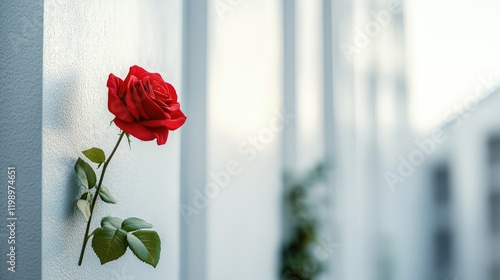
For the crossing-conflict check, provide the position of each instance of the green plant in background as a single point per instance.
(302, 206)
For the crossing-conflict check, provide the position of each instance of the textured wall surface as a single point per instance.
(83, 43)
(21, 31)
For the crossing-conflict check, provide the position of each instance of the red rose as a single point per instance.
(144, 105)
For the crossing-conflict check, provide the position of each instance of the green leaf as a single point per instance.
════════════════════
Copy out all the data exactly. The images should not appear in the copy.

- **ANSWER SPACE**
For the crossing-conflict check, provide the position of each instance of the green plant in background as a single point per instance.
(302, 206)
For the crossing-conflict check, provide the position of each instance of the textured wall surface as a single point per instance.
(83, 43)
(21, 31)
For the crossing-conflict check, provide the position of each instance of the red rose as a single point per instance.
(144, 105)
For the crossing-conflict check, provide the position of each instance of the green leaf as a single point per instance.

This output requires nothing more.